Please identify every line in the items below that contains the word "body", and copy each such line in full. Case counts.

● Provided data:
▬▬▬▬▬▬▬▬▬▬

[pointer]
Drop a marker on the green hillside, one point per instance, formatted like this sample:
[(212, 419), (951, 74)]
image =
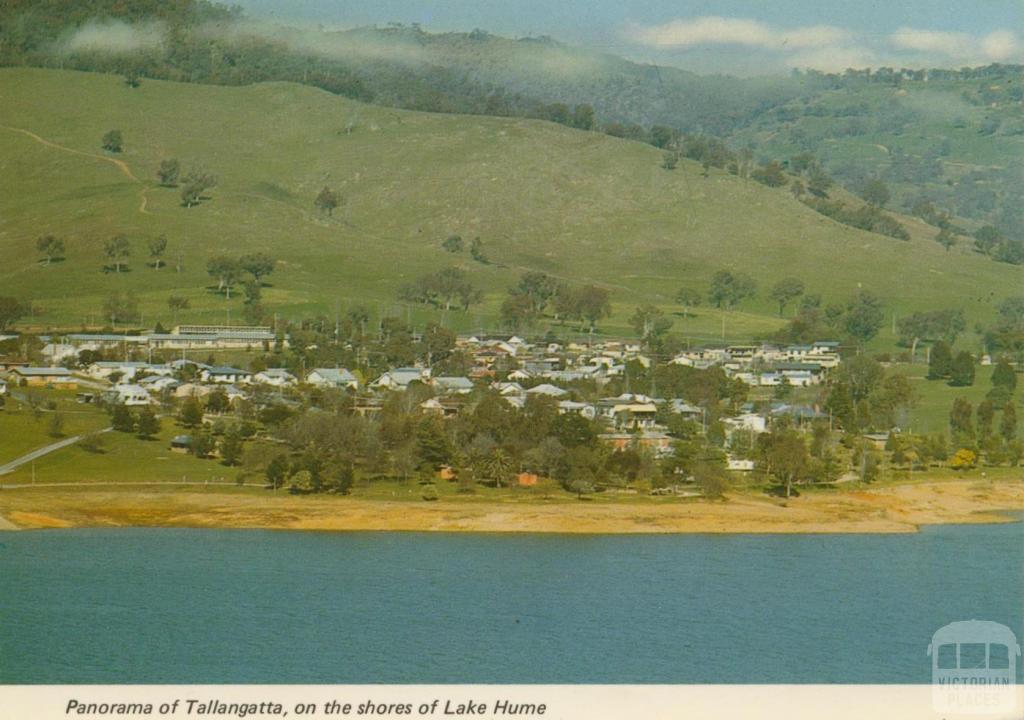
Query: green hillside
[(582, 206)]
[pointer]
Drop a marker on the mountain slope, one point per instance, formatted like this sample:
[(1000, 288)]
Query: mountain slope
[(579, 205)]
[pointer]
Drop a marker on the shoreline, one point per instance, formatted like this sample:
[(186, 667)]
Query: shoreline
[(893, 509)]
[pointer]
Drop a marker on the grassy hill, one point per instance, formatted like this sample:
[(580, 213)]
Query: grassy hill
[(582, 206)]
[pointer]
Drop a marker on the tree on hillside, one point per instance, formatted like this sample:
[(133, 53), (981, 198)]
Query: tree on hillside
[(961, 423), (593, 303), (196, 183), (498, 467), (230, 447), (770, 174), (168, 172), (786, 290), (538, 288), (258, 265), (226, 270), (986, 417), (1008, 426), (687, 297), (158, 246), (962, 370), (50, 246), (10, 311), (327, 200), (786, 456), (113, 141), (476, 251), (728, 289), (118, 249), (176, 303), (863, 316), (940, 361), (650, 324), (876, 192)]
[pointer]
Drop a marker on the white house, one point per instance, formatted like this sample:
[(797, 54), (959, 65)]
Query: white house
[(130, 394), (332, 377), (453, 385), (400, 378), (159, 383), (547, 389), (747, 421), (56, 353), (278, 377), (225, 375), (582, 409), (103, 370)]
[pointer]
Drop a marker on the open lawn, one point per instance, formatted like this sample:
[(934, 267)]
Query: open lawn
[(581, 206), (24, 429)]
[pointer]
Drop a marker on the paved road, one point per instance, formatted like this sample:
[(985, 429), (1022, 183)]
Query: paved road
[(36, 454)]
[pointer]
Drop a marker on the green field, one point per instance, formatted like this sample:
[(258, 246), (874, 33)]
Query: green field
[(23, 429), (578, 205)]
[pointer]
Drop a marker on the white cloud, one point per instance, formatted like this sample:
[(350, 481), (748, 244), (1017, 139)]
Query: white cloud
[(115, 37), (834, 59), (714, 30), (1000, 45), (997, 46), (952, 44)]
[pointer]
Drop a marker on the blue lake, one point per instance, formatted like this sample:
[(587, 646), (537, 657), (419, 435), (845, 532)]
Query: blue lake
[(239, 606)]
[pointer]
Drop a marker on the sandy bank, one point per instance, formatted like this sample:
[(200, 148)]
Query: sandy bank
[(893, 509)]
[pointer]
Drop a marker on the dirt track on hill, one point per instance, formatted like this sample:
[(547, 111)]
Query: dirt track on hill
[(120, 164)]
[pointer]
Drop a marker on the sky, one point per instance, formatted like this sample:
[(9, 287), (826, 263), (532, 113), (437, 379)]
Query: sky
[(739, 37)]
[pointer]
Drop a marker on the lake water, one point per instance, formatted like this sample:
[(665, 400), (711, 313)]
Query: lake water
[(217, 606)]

▬▬▬▬▬▬▬▬▬▬

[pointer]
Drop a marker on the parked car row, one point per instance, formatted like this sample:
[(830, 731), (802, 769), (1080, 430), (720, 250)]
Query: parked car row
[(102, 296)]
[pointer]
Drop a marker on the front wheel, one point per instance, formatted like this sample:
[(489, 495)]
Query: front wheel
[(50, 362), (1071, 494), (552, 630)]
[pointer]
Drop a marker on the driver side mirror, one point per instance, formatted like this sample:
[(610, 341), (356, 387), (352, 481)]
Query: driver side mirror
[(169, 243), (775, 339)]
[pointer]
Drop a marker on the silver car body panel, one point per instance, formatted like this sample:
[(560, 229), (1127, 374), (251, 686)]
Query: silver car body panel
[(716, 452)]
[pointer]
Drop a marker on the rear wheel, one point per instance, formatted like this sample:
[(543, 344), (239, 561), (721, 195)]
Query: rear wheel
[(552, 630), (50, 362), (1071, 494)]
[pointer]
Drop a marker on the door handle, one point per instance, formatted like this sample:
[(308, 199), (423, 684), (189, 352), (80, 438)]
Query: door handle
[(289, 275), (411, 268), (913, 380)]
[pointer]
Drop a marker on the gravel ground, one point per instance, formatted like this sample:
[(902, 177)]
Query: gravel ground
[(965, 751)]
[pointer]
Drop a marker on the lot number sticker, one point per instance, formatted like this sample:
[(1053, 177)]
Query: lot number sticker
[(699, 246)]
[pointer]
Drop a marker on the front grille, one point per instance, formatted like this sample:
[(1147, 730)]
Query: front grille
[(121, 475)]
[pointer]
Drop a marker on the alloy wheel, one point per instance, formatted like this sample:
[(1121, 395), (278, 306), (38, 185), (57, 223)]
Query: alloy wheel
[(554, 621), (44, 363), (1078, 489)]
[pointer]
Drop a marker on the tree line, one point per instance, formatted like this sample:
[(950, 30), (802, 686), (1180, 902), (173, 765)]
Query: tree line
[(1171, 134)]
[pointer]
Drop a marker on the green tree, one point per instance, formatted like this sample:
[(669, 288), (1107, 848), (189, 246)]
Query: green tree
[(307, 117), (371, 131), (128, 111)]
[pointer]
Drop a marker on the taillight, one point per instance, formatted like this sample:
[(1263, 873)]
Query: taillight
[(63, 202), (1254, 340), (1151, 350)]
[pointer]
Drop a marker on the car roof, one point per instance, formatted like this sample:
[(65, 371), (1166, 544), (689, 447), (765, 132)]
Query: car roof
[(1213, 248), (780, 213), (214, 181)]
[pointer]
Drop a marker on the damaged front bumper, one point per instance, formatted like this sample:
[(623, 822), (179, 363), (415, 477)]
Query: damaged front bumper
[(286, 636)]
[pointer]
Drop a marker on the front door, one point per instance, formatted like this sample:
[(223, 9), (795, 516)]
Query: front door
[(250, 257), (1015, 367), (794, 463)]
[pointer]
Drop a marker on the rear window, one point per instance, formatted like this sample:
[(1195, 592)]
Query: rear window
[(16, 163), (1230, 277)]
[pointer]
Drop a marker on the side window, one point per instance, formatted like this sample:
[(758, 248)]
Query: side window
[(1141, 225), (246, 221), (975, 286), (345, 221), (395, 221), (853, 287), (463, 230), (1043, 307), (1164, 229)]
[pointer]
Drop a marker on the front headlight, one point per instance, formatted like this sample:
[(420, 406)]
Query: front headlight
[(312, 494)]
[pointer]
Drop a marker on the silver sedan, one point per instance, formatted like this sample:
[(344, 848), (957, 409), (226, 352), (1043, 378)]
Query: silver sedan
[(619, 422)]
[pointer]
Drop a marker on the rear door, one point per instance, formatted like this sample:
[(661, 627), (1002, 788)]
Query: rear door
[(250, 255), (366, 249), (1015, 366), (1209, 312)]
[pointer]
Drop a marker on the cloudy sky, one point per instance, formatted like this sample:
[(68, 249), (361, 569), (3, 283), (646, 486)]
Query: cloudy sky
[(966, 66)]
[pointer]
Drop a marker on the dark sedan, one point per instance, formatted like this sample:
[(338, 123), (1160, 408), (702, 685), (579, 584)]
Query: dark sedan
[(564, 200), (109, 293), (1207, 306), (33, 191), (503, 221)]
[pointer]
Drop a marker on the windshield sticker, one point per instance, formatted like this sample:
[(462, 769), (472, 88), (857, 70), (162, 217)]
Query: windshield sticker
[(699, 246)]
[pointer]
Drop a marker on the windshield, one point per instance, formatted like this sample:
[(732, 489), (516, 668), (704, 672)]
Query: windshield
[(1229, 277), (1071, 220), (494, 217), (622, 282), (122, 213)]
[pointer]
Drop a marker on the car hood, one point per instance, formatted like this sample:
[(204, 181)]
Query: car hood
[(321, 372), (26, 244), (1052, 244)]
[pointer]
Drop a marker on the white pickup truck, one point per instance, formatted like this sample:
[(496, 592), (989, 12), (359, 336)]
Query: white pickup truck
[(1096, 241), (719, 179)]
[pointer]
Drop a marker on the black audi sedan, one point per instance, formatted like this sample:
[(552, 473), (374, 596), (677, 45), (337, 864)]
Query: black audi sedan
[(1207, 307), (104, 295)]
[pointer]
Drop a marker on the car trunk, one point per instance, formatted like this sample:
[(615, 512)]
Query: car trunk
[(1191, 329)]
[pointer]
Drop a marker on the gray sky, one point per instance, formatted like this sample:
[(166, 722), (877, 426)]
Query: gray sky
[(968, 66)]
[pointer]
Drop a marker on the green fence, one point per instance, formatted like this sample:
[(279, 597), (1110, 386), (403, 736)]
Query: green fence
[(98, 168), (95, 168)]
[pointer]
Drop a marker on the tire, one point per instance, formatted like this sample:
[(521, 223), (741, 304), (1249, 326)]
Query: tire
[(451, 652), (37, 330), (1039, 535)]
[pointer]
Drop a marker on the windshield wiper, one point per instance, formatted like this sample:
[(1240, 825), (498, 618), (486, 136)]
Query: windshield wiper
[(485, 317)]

▬▬▬▬▬▬▬▬▬▬

● Finished task:
Drop a marker on the silver car body panel, one point per instance, formatted like this sample:
Query: silver car body panel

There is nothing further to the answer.